→ **Exercise inputs**

◆ ◆ ◆ ◆ ◆ ◆ ◆

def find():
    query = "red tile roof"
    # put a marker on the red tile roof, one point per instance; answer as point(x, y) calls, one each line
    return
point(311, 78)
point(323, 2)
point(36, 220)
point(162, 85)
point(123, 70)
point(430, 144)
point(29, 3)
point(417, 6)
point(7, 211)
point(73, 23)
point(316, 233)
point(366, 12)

◆ ◆ ◆ ◆ ◆ ◆ ◆

→ **Work to be completed**
Extract every one of the lines above and reproduce them character for character, with nothing changed.

→ **Solution to this task**
def find():
    query = "red tile roof"
    # put a marker on the red tile roof, one point per instance; answer as point(x, y) calls, one each line
    return
point(311, 78)
point(323, 2)
point(36, 220)
point(162, 85)
point(123, 70)
point(430, 144)
point(29, 3)
point(417, 6)
point(7, 211)
point(73, 23)
point(316, 233)
point(366, 12)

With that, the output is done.